## Problem details
Would you quote every entry exactly, dropping only the pictures?

## Point localization data
============
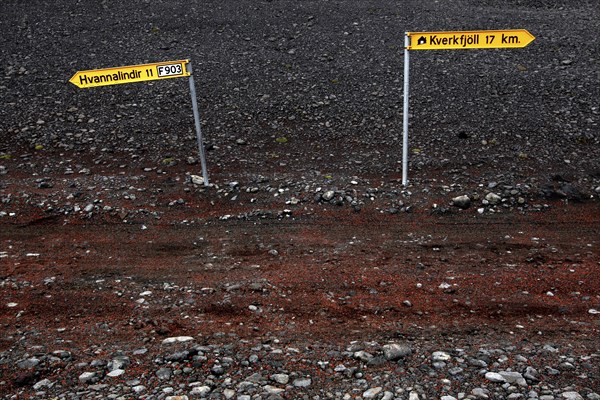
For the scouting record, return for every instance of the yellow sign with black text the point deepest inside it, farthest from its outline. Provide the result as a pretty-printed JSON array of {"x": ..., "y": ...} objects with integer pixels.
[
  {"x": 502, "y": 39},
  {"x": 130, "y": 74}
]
============
## Your response
For the scouting record, return for every instance of the yellow sign with black text the point deepest inside it, farthest from its outline. Provide the result as a pretty-printed JSON array of {"x": ..., "y": ...} objects with integer pixels.
[
  {"x": 502, "y": 39},
  {"x": 130, "y": 74}
]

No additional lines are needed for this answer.